* Given records
* begin *

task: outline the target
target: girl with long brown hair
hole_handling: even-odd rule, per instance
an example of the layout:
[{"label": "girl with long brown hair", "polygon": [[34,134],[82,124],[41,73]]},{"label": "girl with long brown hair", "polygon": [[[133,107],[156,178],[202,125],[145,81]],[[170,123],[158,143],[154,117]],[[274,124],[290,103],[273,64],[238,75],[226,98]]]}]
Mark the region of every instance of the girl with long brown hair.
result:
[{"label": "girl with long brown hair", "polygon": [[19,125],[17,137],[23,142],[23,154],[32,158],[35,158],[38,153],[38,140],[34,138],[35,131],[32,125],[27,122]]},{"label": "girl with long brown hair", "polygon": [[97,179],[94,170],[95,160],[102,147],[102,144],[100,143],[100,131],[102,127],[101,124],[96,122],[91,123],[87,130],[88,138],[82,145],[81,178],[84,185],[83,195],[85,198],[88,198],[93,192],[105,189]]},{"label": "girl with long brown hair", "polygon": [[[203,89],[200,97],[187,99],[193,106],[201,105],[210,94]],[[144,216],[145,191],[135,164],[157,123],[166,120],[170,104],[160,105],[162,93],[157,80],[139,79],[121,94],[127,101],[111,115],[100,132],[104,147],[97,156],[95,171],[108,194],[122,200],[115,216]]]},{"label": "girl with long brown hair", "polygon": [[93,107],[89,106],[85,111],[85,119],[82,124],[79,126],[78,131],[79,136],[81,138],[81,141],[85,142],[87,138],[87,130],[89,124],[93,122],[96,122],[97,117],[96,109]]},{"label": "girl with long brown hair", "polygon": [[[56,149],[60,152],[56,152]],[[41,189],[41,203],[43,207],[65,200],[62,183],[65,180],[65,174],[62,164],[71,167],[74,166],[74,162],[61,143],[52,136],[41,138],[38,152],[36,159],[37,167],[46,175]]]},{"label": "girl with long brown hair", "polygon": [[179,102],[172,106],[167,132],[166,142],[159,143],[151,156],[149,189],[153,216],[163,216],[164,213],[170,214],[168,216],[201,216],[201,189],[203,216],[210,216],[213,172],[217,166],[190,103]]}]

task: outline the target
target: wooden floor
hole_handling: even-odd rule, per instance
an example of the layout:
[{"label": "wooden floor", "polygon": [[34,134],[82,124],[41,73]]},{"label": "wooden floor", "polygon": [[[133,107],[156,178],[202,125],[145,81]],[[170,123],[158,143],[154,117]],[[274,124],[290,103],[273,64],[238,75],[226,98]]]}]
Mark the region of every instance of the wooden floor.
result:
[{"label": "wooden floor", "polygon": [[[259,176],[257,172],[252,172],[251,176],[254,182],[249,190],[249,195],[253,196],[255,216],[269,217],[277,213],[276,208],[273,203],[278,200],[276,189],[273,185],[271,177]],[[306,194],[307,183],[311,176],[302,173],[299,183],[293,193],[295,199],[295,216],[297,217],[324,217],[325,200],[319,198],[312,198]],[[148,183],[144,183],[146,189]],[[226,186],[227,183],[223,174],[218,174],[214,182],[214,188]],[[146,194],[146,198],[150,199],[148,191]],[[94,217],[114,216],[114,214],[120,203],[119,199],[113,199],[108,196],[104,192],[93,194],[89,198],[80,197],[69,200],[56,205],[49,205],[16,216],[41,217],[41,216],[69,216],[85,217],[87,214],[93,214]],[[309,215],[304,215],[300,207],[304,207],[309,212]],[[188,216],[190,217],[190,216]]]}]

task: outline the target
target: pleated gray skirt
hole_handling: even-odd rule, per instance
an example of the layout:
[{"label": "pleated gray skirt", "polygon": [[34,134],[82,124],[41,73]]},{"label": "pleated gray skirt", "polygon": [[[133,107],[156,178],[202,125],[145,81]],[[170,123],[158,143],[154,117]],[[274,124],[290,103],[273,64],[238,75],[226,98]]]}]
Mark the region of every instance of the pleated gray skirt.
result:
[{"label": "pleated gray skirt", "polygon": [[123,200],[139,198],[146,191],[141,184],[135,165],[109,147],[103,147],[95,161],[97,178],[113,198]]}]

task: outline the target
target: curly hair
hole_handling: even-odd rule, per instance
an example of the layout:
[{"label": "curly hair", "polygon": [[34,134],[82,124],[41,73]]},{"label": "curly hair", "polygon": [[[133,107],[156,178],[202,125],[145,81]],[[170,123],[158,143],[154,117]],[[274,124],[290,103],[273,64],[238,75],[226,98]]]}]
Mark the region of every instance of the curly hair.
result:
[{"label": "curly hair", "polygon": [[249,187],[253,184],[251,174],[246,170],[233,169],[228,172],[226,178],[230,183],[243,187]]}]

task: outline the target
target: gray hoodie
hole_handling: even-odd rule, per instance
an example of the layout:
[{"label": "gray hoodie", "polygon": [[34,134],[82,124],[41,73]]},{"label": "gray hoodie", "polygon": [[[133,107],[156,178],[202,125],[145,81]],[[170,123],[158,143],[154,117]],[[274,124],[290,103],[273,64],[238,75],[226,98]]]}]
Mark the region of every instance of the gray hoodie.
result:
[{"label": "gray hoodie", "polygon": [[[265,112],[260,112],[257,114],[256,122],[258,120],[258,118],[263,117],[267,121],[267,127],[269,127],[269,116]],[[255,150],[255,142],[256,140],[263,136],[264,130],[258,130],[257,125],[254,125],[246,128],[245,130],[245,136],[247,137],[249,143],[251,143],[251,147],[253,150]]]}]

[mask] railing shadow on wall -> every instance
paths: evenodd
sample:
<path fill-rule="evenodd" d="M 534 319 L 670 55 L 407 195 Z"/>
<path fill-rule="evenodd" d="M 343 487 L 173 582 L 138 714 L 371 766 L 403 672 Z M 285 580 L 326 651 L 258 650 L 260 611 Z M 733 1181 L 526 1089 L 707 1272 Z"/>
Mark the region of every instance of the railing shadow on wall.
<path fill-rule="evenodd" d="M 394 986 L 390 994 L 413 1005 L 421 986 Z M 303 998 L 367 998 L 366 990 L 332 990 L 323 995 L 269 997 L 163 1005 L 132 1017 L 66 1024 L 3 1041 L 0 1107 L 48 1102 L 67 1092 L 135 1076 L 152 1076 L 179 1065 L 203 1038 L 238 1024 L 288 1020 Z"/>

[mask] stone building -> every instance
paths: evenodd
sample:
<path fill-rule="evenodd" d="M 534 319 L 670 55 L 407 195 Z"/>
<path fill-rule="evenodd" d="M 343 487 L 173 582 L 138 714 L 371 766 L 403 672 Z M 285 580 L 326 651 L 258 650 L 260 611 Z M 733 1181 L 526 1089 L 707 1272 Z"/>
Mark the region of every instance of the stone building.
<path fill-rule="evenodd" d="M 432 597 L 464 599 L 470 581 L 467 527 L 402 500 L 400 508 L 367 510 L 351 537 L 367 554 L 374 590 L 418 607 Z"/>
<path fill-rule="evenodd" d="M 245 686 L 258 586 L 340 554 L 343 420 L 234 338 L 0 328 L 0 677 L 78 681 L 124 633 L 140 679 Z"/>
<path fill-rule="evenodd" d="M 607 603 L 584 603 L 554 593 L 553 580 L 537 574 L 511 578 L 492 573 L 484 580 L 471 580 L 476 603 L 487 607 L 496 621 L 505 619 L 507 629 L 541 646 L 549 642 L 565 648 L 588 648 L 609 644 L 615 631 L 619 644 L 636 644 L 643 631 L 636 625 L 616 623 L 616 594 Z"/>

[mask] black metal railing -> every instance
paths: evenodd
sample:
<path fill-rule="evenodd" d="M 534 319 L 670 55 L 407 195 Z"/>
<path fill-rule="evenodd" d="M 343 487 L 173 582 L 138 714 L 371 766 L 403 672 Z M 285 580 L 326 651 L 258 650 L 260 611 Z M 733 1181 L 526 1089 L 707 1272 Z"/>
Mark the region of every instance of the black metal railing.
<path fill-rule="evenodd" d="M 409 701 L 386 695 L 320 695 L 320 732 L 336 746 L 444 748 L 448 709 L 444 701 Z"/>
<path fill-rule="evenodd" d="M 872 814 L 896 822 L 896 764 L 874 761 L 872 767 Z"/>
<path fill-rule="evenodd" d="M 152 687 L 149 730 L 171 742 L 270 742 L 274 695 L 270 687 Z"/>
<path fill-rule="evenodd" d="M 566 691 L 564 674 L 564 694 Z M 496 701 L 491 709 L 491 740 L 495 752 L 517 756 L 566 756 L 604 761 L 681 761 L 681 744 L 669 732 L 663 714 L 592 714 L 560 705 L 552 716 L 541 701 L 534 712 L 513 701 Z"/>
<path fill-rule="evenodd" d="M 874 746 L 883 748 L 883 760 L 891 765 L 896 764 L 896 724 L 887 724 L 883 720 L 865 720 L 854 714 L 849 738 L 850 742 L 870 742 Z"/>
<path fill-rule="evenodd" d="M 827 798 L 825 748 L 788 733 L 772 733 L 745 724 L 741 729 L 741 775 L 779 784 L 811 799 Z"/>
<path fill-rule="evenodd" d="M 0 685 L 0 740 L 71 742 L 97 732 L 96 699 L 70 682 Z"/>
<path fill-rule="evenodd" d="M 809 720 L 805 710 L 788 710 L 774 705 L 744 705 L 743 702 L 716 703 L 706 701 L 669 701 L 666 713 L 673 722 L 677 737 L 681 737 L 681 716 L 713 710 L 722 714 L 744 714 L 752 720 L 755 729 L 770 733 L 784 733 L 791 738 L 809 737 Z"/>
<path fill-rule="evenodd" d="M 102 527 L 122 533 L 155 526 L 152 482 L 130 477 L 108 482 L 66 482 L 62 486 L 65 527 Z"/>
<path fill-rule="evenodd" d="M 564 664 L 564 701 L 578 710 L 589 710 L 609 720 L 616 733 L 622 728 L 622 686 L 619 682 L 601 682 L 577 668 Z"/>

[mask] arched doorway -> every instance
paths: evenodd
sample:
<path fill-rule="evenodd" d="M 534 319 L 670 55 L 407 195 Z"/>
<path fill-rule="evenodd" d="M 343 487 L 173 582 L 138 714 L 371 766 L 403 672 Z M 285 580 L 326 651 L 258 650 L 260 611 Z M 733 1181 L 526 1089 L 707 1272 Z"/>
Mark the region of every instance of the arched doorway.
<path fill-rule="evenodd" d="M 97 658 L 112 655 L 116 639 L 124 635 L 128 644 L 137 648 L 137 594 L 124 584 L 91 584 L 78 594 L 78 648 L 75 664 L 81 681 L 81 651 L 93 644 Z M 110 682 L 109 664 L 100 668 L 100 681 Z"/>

* end *

* Set problem
Copy the items from the line with "[mask] black metal railing -> every instance" up to and including the line with "685 L 0 740", swapping "black metal railing" for "iron railing" and keeping everything else unchanged.

* Answer
[mask] iron railing -> every instance
paths: evenodd
sample:
<path fill-rule="evenodd" d="M 534 319 L 670 55 L 407 195 Z"/>
<path fill-rule="evenodd" d="M 343 487 L 173 582 L 138 714 L 371 766 L 403 672 Z M 285 580 L 326 651 L 258 650 L 260 611 Z M 733 1181 L 526 1089 L 707 1272 Z"/>
Mark the region of every instance of the iron railing.
<path fill-rule="evenodd" d="M 409 701 L 386 695 L 320 695 L 320 732 L 336 746 L 444 748 L 448 709 L 444 701 Z"/>
<path fill-rule="evenodd" d="M 872 814 L 896 822 L 896 764 L 874 761 L 872 767 Z"/>
<path fill-rule="evenodd" d="M 152 687 L 149 730 L 171 742 L 270 742 L 274 695 L 270 687 Z"/>
<path fill-rule="evenodd" d="M 566 691 L 564 674 L 564 694 Z M 496 701 L 491 709 L 491 740 L 495 752 L 517 756 L 566 756 L 604 761 L 681 761 L 681 744 L 669 732 L 663 714 L 592 714 L 560 705 L 552 716 L 541 701 L 534 712 L 513 701 Z"/>
<path fill-rule="evenodd" d="M 874 746 L 883 748 L 883 760 L 891 765 L 896 764 L 896 724 L 887 724 L 883 720 L 865 720 L 854 714 L 849 738 L 850 742 L 870 742 Z"/>
<path fill-rule="evenodd" d="M 827 798 L 825 748 L 788 733 L 772 733 L 745 724 L 741 729 L 741 775 L 779 784 L 811 799 Z"/>
<path fill-rule="evenodd" d="M 0 685 L 0 740 L 71 742 L 97 732 L 96 699 L 70 682 Z"/>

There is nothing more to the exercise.